[EXTRACTED ENTRIES]:
◆ ◆ ◆

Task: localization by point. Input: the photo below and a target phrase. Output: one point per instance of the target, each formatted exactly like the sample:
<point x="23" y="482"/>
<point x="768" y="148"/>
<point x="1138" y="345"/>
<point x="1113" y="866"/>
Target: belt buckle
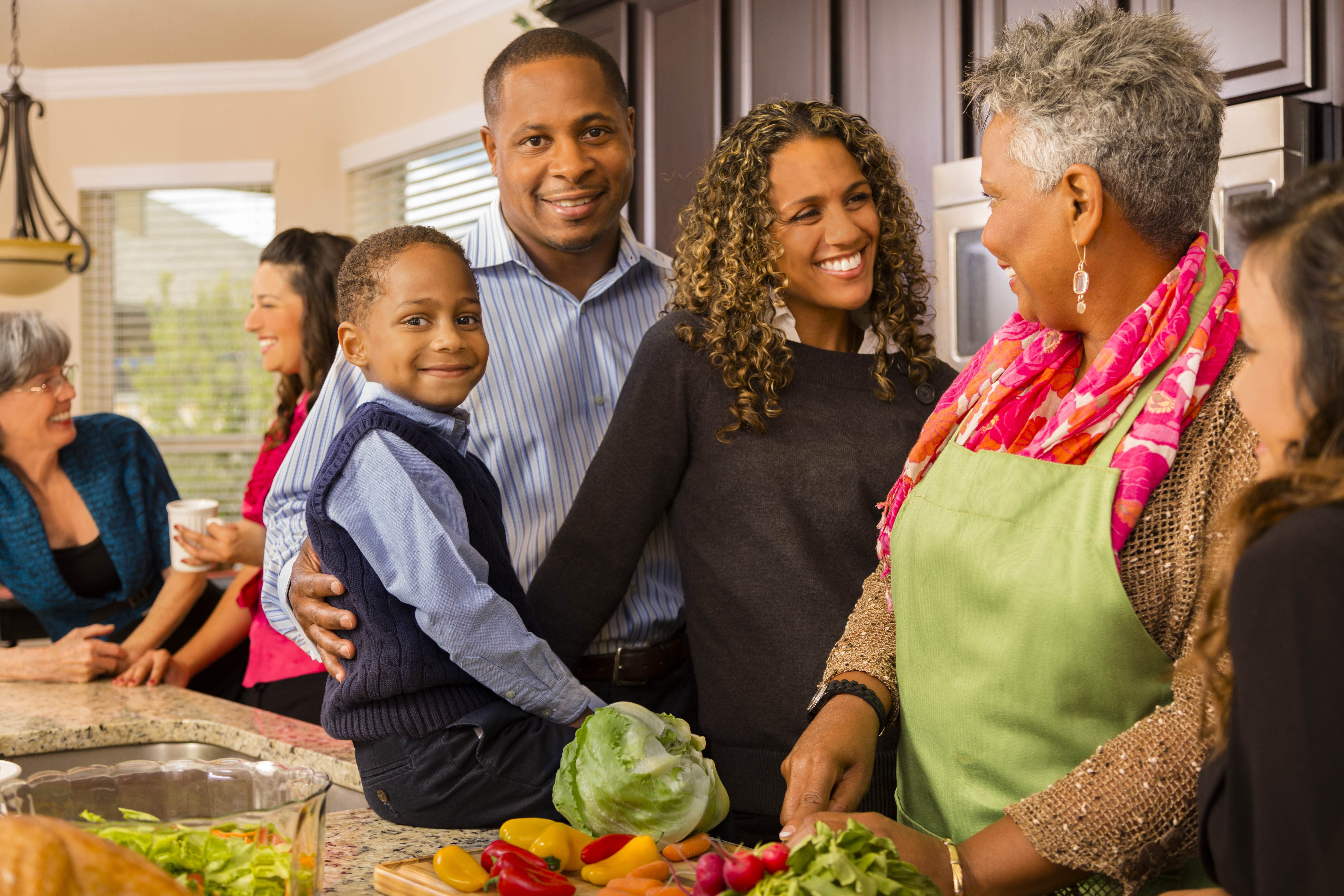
<point x="616" y="672"/>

◆ ◆ ◆

[STATED PROBLEM]: Rewrite all the items in full, requests included, and shift every coordinate in the answers up by 94. Leave the pictures out, and keep the numbers in the requests and their format samples as they are.

[TASK SOLUTION]:
Task: localization by point. Input: the photo below and a target phrase. Output: one point per instance of the target, each formatted exactly like the sample:
<point x="23" y="482"/>
<point x="768" y="148"/>
<point x="1138" y="345"/>
<point x="1113" y="866"/>
Target: belt buckle
<point x="710" y="766"/>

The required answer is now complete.